====== RECORDS PROVIDED

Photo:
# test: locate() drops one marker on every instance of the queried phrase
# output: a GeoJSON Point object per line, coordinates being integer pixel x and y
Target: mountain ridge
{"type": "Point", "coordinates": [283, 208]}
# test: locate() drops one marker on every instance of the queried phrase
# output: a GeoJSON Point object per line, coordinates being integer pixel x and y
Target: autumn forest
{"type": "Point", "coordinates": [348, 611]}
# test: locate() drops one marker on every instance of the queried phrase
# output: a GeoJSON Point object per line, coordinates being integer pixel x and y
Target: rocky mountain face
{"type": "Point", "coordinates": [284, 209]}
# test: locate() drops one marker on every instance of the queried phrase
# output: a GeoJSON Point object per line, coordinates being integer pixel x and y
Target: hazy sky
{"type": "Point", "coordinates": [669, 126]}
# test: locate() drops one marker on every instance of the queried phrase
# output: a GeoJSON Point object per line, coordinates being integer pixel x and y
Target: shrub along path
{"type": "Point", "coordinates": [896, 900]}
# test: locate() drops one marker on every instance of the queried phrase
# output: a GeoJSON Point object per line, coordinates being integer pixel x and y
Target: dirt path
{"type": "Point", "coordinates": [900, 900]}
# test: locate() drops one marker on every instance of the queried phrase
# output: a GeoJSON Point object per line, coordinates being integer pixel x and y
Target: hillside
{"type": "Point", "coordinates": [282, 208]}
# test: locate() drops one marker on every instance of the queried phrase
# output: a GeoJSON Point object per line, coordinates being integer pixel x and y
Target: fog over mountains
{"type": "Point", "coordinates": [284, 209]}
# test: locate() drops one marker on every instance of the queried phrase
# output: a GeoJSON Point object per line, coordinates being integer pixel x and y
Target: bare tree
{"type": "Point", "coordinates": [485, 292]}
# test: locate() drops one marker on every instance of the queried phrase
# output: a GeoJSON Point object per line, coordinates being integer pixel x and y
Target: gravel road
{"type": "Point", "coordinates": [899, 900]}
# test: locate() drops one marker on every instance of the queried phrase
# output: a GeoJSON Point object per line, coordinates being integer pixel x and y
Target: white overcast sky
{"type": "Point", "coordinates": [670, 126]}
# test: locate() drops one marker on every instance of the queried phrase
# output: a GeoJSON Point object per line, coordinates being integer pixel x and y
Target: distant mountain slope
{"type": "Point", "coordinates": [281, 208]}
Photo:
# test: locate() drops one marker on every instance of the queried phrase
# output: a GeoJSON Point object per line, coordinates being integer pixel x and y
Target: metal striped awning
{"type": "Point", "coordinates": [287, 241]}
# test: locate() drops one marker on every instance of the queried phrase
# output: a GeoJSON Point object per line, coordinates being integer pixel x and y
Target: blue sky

============

# [WHAT TO DO]
Repeat each record in full; every line must match exactly.

# [EXERCISE ANSWER]
Photo:
# test: locate() drops one marker on every instance of the queried phrase
# output: a GeoJSON Point object per line, coordinates being integer pixel x and y
Target: mountain ridge
{"type": "Point", "coordinates": [283, 208]}
# test: locate() drops one marker on every instance of the queried phrase
# output: a GeoJSON Point object per line, coordinates being integer pixel x and y
Target: autumn forest
{"type": "Point", "coordinates": [348, 611]}
# test: locate() drops one marker on every instance of the queried phrase
# output: a GeoJSON Point object per line, coordinates being integer pixel x and y
Target: rocky mountain face
{"type": "Point", "coordinates": [284, 209]}
# test: locate() drops one marker on every instance of the queried phrase
# output: a GeoJSON Point object per line, coordinates being integer pixel x and y
Target: hazy sky
{"type": "Point", "coordinates": [669, 126]}
# test: locate() drops one marker on every instance of the queried phrase
# output: a GeoJSON Point object per line, coordinates being integer pixel x and y
Target: shrub along path
{"type": "Point", "coordinates": [896, 900]}
# test: locate() drops one marker on every instance of the queried phrase
# output: a GeoJSON Point object per line, coordinates being integer pixel x and y
Target: dirt path
{"type": "Point", "coordinates": [900, 900]}
# test: locate() drops one marker on every instance of the queried phrase
# output: a GeoJSON Point object per line, coordinates being integer pixel x and y
Target: hillside
{"type": "Point", "coordinates": [282, 208]}
# test: locate() drops one marker on every instance of the queried phrase
# output: a GeoJSON Point object per line, coordinates being integer pixel x and y
Target: fog over mountains
{"type": "Point", "coordinates": [284, 209]}
# test: locate() drops one marker on every instance of the queried phrase
# output: a GeoJSON Point object per line, coordinates being integer pixel x and y
Target: bare tree
{"type": "Point", "coordinates": [485, 292]}
# test: locate() drops one marker on every instance of the queried phrase
# output: a GeoJSON Point object per line, coordinates being integer pixel x and y
Target: gravel road
{"type": "Point", "coordinates": [899, 900]}
# test: locate() drops one marker on every instance of the queried phrase
# output: a GeoJSON Point object per line, coordinates being integer pixel x and y
Target: white overcast sky
{"type": "Point", "coordinates": [670, 126]}
# test: locate() drops one marker on every instance of the queried phrase
# output: a GeoJSON Point object per line, coordinates being integer pixel x and y
Target: distant mountain slope
{"type": "Point", "coordinates": [281, 208]}
Photo:
# test: locate() drops one marker on every instance of the queried phrase
# output: a GeoJSON Point object per line, coordinates being integer pixel x and y
Target: metal striped awning
{"type": "Point", "coordinates": [287, 241]}
# test: locate() drops one marker on every instance of the queried phrase
# output: a GeoJSON Point object per line, coordinates being integer pixel x and y
Target: blue sky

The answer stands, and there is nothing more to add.